Many artists, across the world, do landscape portraitures, but works akin to that of Bikash Poddar are hard to find.
This 58-year-old artist’s watercolours merge into one another, like waves of the sea and hues of the dawn, envisioning a world in the middle of tumult, destruction and yet rising again, literally doomsday on paper, but with the seeds of rebirth.
Bikash Poddar, born in Bengal but residing in Delhi, is known as one of the foremost landscape artists in India at this time.
What makes his paintings exceptionally fascinating and unique is the use of the Japanese Wash Technique, whereby a special paper is first washed with a light colour and then stronger colours used to create features of landscapes, objects and human figures on them.
Originating from Chinese and Japanese calligraphic art, legendary artists like Gaganendranath Tagore of the Bengal School, are famed to have first adapted it in India; but due to the complexity involved, not too many painters practise it today.
Bikash, who graduated from the Government College of Art in Kolkata in Applied Art, has taken decades to perfect the technique. He says, “My art is inspired by nature.
These include the sceneries of my hometown - the hilly Kaliyaganj in north Bengal, seas and the countryside. Vast expanses of blue, green and angry red skies incite me to draw them out on canvas.”

ENTRIES SHOWN:
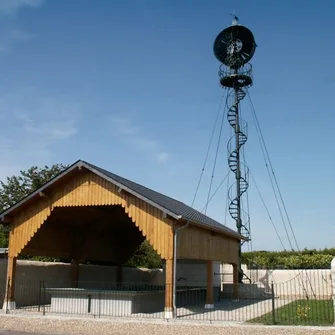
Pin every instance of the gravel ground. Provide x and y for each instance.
(67, 326)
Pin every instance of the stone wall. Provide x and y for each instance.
(287, 283)
(30, 274)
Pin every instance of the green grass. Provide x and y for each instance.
(301, 312)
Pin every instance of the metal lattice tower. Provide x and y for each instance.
(234, 47)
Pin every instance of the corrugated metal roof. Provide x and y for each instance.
(170, 206)
(177, 207)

TASKS FOR THIS EXERCISE:
1) Could you condense the paragraph beginning "What makes his paintings" in the Bikash Poddar profile into a short list of its main facts?
2) Can you continue the profile of Bikash Poddar from where it ends?

ANSWER LIST:
1)
- Poddar's paintings are unique because he uses the Japanese Wash Technique.
- In this technique, a special paper is first washed with a light color.
- Stronger colors are then used to create landscape features, objects and human figures on the paper.

2)
“It has taken me a while to grasp the technique. When you attempt to apply colour on a wet piece of paper, it spreads out in all directions.
You have to patiently master the art of channelising them as per your wish and imagination.
For someone who practises Wash technique, the brush stroke has to be as precise as a sword - clean and impactful. The results come out beautifully as you can see them on the canvas,” he adds.
Bikash Poddar’s tumultuous seas, boats mirroring in river water, trees caught in stormy fury and thatched huts melting into a rural background, bear the stamp of his genius.
One does not need to locate the signature to know that it’s a Bikash Poddar.
Catch his works at Gallerie Ganesha, GK II, where they are now on exhibition, till May 11.